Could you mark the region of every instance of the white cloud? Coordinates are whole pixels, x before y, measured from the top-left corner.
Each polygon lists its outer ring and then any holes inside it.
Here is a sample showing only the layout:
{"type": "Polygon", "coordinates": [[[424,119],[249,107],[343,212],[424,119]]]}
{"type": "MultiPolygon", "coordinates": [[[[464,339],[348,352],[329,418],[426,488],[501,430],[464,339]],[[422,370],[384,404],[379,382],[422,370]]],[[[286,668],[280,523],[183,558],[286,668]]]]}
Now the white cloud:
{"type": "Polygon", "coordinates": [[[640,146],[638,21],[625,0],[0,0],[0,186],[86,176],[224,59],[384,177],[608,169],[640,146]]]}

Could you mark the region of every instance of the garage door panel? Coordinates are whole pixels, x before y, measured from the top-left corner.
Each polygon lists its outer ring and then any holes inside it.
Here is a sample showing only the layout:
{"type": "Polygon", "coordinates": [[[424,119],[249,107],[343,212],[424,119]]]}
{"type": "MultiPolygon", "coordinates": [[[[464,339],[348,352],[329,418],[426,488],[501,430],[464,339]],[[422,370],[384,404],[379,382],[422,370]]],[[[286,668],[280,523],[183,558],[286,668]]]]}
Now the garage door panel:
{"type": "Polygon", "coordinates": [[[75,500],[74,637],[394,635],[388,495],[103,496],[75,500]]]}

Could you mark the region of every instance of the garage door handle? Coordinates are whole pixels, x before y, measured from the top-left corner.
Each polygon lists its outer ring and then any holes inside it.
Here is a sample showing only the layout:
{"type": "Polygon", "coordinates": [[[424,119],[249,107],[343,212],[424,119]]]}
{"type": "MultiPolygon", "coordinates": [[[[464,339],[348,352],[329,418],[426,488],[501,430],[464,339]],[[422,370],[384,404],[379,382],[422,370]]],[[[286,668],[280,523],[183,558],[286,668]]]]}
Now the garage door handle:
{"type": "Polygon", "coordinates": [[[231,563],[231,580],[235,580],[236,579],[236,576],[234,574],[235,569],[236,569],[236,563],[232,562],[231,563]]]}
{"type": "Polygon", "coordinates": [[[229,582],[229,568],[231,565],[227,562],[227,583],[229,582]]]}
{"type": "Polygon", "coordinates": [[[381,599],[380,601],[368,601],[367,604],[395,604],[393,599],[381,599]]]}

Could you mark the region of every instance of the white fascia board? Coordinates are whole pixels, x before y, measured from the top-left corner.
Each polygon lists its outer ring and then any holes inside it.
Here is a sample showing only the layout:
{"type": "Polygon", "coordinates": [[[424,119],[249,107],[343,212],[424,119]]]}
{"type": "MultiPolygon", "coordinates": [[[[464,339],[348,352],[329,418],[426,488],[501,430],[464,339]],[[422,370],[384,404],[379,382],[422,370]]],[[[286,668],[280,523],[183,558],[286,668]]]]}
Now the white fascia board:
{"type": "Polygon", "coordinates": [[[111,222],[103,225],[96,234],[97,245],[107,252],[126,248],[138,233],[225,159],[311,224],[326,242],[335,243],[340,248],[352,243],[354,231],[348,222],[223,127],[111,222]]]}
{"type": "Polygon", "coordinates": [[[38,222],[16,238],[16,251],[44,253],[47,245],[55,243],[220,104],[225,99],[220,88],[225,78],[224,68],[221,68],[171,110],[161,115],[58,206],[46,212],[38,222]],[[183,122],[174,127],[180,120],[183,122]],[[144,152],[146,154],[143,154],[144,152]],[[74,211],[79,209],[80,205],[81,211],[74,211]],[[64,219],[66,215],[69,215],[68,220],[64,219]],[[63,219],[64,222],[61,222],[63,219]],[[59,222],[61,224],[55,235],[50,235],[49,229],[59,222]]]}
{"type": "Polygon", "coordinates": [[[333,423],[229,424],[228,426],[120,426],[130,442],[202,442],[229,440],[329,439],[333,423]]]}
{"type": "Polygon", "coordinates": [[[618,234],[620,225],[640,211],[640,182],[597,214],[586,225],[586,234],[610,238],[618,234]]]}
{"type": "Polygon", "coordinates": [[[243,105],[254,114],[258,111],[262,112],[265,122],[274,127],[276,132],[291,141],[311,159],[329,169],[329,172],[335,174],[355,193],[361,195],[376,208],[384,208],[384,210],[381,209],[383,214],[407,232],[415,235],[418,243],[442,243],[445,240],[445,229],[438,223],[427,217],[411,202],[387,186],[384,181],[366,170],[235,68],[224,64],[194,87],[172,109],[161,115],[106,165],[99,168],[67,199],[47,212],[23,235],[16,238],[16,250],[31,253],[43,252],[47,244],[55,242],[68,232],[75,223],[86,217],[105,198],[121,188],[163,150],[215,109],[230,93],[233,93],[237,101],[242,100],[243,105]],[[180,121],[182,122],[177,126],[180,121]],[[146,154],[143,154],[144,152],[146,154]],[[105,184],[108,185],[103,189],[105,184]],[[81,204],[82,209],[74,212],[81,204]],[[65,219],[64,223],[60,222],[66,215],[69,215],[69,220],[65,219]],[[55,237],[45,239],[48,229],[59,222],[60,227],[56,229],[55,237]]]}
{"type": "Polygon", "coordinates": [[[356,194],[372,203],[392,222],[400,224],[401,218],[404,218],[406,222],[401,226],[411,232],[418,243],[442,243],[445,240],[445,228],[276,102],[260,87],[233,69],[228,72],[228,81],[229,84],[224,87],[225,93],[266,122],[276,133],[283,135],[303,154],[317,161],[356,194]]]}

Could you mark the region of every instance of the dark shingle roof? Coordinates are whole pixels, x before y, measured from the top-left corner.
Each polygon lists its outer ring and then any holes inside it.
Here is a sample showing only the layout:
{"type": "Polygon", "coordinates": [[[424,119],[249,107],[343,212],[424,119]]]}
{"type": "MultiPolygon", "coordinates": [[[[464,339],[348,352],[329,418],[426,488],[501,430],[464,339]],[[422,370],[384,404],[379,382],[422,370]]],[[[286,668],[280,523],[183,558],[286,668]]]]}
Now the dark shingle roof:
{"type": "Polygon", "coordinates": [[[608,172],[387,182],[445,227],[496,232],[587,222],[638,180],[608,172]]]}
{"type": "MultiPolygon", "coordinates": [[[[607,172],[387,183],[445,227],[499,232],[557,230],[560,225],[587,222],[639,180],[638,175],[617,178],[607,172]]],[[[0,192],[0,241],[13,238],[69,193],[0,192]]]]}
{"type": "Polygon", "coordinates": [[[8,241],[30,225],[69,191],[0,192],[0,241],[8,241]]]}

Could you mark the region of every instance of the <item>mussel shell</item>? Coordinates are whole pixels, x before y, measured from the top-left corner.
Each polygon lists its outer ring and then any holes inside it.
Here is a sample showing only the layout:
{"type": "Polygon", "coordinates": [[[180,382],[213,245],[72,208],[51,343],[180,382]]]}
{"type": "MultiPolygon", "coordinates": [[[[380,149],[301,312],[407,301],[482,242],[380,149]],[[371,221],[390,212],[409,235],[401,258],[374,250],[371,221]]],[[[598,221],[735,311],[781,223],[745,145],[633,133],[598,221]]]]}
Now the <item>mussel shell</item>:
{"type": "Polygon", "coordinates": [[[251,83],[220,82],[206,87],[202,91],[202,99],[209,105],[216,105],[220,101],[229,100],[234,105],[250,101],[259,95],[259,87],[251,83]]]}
============================================================
**What is needed**: Your reply should match the data above exactly, line for line.

**Answer for this exercise**:
Could you mark the region of every instance of the white cloud? Coordinates are whole pixels, x before y, measured from the top-left corner.
Each polygon lists its outer ring and then any holes inside it.
Here is a sample showing only the layout:
{"type": "Polygon", "coordinates": [[[424,119],[249,107],[343,212],[424,119]]]}
{"type": "MultiPolygon", "coordinates": [[[[464,339],[348,352],[329,418],[426,488],[501,430],[464,339]],[[422,370],[384,404],[379,382],[422,370]]],[[[286,668],[280,523],[183,558],[286,668]]]]}
Now the white cloud:
{"type": "Polygon", "coordinates": [[[640,146],[638,21],[625,0],[0,0],[0,186],[86,176],[224,59],[384,177],[608,169],[640,146]]]}

Could you mark the region of every instance of the garage door panel? Coordinates are whole pixels, x before y, measured from the top-left corner.
Each polygon lists its outer ring and then any holes inside it.
Here is a sample showing only the layout:
{"type": "Polygon", "coordinates": [[[424,119],[249,107],[343,212],[424,119]]]}
{"type": "MultiPolygon", "coordinates": [[[[464,339],[348,352],[329,418],[426,488],[501,430],[464,339]],[[422,370],[384,404],[379,382],[422,370]]],[[[286,668],[280,523],[183,558],[286,668]]]]}
Now the garage door panel:
{"type": "Polygon", "coordinates": [[[75,500],[74,637],[394,635],[388,495],[103,496],[75,500]]]}

Could you mark the region of every instance of the garage door handle? Coordinates are whole pixels, x before y, measured from the top-left corner.
Each polygon lists its outer ring and then any holes inside it.
Here is a sample showing only the layout:
{"type": "Polygon", "coordinates": [[[424,119],[249,107],[343,212],[424,119]]]}
{"type": "MultiPolygon", "coordinates": [[[[464,339],[348,352],[329,418],[426,488],[501,430],[464,339]],[[422,370],[384,404],[379,382],[422,370]]],[[[286,668],[280,523],[183,558],[286,668]]]]}
Now the garage door handle:
{"type": "Polygon", "coordinates": [[[231,563],[231,580],[235,580],[236,579],[236,576],[234,574],[235,569],[236,569],[236,563],[232,562],[231,563]]]}
{"type": "Polygon", "coordinates": [[[229,582],[229,568],[231,565],[227,562],[227,583],[229,582]]]}
{"type": "Polygon", "coordinates": [[[381,599],[380,601],[368,601],[367,604],[395,604],[393,599],[381,599]]]}

Could you mark the region of every instance of the white fascia board? Coordinates are whole pixels, x before y, measured from the top-left corner.
Each polygon lists its outer ring and then any holes inside it.
Here is a sample showing only the layout:
{"type": "Polygon", "coordinates": [[[424,119],[249,107],[343,212],[424,119]]]}
{"type": "MultiPolygon", "coordinates": [[[[464,339],[348,352],[329,418],[426,488],[501,430],[464,339]],[[422,370],[384,404],[379,382],[422,370]]],[[[286,668],[280,523],[183,558],[286,668]]]]}
Now the white fascia board:
{"type": "Polygon", "coordinates": [[[111,222],[103,225],[96,234],[97,245],[107,252],[126,248],[138,233],[225,159],[311,224],[326,242],[335,243],[340,248],[352,243],[354,231],[348,222],[223,127],[111,222]]]}
{"type": "Polygon", "coordinates": [[[38,222],[16,238],[16,251],[44,253],[47,245],[55,243],[220,104],[225,99],[220,88],[225,78],[224,68],[221,68],[171,110],[161,115],[58,206],[46,212],[38,222]],[[183,122],[174,127],[180,120],[183,122]],[[144,152],[146,154],[143,154],[144,152]],[[74,211],[79,209],[80,205],[81,211],[74,211]],[[64,219],[66,215],[69,215],[68,220],[64,219]],[[63,219],[64,222],[61,222],[63,219]],[[59,222],[61,224],[55,235],[50,235],[49,229],[59,222]]]}
{"type": "Polygon", "coordinates": [[[333,423],[229,424],[228,426],[120,426],[130,442],[202,442],[229,440],[329,439],[333,423]]]}
{"type": "Polygon", "coordinates": [[[618,234],[620,225],[640,211],[640,182],[597,214],[586,225],[586,234],[610,238],[618,234]]]}
{"type": "Polygon", "coordinates": [[[243,105],[254,114],[258,111],[262,112],[265,122],[274,127],[276,132],[291,141],[311,159],[329,169],[329,172],[335,174],[355,193],[361,195],[376,208],[384,208],[384,210],[381,209],[383,214],[407,232],[415,235],[418,243],[442,243],[445,240],[445,229],[438,223],[427,217],[411,202],[387,186],[384,181],[366,170],[235,68],[224,64],[194,87],[172,109],[161,115],[106,165],[99,168],[67,199],[47,212],[23,235],[16,238],[16,250],[31,253],[43,252],[47,244],[55,242],[68,232],[75,223],[86,217],[105,198],[121,188],[163,150],[215,109],[230,93],[233,93],[237,101],[242,100],[243,105]],[[180,121],[182,122],[177,126],[180,121]],[[146,154],[143,154],[144,152],[146,154]],[[105,184],[108,185],[103,189],[105,184]],[[81,204],[82,209],[74,212],[81,204]],[[65,219],[64,223],[60,222],[66,215],[69,215],[69,220],[65,219]],[[55,237],[45,239],[48,229],[59,222],[60,227],[56,229],[55,237]]]}
{"type": "Polygon", "coordinates": [[[356,194],[372,203],[392,222],[400,224],[401,218],[404,218],[406,222],[401,226],[411,232],[418,243],[442,243],[445,240],[445,228],[276,102],[260,87],[233,69],[228,72],[228,81],[229,84],[224,87],[225,93],[266,122],[276,133],[283,135],[303,154],[317,161],[356,194]]]}

Could you mark the region of every instance of the dark shingle roof? Coordinates are whole pixels, x before y, measured from the top-left corner.
Each polygon lists its outer ring and then any holes inside it.
Here is a sample showing only the layout:
{"type": "Polygon", "coordinates": [[[424,119],[249,107],[343,212],[424,119]]]}
{"type": "MultiPolygon", "coordinates": [[[[464,339],[348,352],[329,418],[426,488],[501,430],[464,339]],[[422,370],[384,404],[379,382],[422,370]]],[[[286,668],[280,523],[183,558],[286,668]]]]}
Now the dark shingle roof:
{"type": "Polygon", "coordinates": [[[608,172],[387,182],[445,227],[496,232],[587,222],[638,180],[608,172]]]}
{"type": "MultiPolygon", "coordinates": [[[[607,172],[387,183],[445,227],[499,232],[557,230],[560,225],[587,222],[639,180],[638,175],[617,178],[607,172]]],[[[0,192],[0,241],[13,238],[69,193],[0,192]]]]}
{"type": "Polygon", "coordinates": [[[8,241],[30,225],[69,191],[0,192],[0,241],[8,241]]]}

Could you mark the region of every instance of the <item>mussel shell</item>? Coordinates are whole pixels, x before y, measured from the top-left corner.
Each polygon lists its outer ring and then any holes inside it.
Here is a sample showing only the layout:
{"type": "Polygon", "coordinates": [[[180,382],[213,245],[72,208],[51,343],[180,382]]]}
{"type": "MultiPolygon", "coordinates": [[[[380,149],[301,312],[407,301],[482,242],[380,149]],[[371,221],[390,212],[409,235],[401,258],[374,250],[371,221]]],[[[598,221],[735,311],[781,223],[745,145],[633,133],[598,221]]]]}
Now the <item>mussel shell</item>:
{"type": "Polygon", "coordinates": [[[251,83],[220,82],[206,87],[202,91],[202,99],[209,105],[216,105],[220,101],[229,100],[234,105],[250,101],[259,95],[259,87],[251,83]]]}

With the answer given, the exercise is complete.